▶ What the exercise asks
Copy the listing word for word, from its first line through the line containing "<point>973,714</point>", with both of those lines included.

▶ Material provided
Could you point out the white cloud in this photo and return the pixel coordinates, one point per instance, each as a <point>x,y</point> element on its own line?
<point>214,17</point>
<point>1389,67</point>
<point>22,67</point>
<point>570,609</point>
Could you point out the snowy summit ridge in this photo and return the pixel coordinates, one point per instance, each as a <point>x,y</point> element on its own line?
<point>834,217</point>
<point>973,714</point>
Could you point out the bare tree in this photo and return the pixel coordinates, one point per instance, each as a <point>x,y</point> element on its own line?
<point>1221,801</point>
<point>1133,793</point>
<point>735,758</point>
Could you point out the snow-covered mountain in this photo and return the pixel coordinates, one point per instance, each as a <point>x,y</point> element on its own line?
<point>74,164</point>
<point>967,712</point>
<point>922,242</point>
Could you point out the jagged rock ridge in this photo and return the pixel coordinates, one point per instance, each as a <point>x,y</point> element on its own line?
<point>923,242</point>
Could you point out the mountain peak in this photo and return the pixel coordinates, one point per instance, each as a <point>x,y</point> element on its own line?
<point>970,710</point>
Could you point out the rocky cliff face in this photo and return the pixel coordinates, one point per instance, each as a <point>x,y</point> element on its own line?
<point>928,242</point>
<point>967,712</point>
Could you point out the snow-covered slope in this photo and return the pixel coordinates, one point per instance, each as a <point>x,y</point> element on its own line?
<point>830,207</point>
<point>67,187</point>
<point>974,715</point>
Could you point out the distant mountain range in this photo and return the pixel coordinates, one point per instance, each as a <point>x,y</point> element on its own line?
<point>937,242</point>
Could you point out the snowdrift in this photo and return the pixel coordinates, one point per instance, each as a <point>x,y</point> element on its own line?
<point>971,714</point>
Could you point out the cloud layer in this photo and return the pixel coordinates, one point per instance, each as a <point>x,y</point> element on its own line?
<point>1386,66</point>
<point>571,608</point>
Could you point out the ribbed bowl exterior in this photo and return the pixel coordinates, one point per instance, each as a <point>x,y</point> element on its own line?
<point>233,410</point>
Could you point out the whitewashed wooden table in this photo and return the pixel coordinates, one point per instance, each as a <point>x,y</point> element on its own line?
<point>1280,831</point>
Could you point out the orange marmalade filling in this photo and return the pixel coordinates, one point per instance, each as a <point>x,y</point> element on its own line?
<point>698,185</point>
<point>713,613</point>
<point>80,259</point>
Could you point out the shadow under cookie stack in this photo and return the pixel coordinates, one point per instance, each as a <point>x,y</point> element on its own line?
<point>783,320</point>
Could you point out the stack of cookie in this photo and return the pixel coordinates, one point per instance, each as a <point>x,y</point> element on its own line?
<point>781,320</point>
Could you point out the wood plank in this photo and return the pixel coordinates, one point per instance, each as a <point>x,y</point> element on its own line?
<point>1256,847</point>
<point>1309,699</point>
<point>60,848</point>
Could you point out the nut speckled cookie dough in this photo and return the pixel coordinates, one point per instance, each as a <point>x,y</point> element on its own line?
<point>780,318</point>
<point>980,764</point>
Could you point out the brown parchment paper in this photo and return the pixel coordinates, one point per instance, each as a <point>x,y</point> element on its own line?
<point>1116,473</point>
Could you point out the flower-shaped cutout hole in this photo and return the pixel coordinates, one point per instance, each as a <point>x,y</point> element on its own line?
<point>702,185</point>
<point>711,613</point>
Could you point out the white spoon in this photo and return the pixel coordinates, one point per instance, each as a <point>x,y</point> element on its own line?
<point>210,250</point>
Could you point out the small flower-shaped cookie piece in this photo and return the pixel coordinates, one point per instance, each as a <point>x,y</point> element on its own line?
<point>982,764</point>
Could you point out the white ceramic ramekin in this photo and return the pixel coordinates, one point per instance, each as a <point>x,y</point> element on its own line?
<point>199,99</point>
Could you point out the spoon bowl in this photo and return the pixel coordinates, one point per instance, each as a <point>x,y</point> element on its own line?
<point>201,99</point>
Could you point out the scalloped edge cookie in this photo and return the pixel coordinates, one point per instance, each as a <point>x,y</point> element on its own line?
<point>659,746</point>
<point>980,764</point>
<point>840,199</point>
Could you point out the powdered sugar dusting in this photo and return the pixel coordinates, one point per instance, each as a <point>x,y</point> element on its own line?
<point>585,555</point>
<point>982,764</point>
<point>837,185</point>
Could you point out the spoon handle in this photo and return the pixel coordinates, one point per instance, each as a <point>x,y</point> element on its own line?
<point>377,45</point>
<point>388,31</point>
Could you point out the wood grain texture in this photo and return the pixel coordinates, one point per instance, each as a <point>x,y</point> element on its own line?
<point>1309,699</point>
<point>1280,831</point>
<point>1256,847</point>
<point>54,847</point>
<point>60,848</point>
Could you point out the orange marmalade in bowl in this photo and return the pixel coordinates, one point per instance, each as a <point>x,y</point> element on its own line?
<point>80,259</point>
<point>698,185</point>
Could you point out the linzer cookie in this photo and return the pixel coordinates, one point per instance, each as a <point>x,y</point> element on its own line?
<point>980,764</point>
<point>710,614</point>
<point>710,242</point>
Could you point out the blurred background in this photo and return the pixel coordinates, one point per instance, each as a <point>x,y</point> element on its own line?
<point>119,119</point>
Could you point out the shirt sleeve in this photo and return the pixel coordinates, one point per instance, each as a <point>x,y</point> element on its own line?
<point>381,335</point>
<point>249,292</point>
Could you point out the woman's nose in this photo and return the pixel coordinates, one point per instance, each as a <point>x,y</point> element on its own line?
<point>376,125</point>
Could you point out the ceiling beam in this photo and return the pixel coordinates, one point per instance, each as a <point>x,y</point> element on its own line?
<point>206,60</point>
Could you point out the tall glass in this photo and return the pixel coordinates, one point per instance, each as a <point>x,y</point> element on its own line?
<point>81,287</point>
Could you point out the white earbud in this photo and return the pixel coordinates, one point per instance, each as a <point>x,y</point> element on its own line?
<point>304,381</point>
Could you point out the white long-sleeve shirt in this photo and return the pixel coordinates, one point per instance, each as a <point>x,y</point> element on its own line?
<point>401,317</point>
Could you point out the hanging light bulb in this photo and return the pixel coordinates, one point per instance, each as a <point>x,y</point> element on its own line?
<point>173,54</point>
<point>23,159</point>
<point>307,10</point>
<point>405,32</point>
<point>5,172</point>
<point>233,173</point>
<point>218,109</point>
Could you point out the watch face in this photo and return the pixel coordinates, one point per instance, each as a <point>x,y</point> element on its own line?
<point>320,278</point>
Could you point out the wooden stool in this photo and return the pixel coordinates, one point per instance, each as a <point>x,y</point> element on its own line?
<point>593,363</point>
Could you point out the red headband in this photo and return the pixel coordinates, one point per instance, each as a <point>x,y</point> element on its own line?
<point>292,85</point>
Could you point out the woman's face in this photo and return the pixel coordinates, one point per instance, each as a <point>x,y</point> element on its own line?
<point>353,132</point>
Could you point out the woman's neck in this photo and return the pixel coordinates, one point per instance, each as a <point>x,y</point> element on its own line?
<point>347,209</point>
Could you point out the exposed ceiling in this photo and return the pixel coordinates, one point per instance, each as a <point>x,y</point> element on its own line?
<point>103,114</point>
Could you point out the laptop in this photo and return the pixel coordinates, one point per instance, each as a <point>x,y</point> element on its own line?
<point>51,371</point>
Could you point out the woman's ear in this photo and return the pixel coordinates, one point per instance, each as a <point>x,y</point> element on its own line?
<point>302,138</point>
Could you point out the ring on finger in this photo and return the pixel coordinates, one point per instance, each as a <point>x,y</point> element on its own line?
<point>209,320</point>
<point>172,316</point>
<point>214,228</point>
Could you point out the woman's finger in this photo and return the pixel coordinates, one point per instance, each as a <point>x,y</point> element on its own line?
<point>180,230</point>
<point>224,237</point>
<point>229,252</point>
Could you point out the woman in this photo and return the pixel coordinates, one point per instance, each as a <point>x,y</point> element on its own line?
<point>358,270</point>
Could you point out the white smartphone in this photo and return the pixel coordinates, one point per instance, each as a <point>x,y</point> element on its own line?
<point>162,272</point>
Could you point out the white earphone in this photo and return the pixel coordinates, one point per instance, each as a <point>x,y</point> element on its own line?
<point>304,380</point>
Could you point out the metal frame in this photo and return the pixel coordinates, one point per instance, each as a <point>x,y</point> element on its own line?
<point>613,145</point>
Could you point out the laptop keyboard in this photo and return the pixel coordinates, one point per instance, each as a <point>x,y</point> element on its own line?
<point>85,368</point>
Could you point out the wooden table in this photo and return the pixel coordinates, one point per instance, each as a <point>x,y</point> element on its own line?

▶ Output of the task
Could you point out the white cloud in this photo and return the pixel coordinates, one point per instance, each as a <point>x,y</point> element on its own line?
<point>214,17</point>
<point>1389,67</point>
<point>22,67</point>
<point>570,609</point>
Could you point out the snowy summit ridge in this photo and return the pixel coordinates, one point per instance, each as a <point>x,y</point> element on its own line?
<point>834,217</point>
<point>973,714</point>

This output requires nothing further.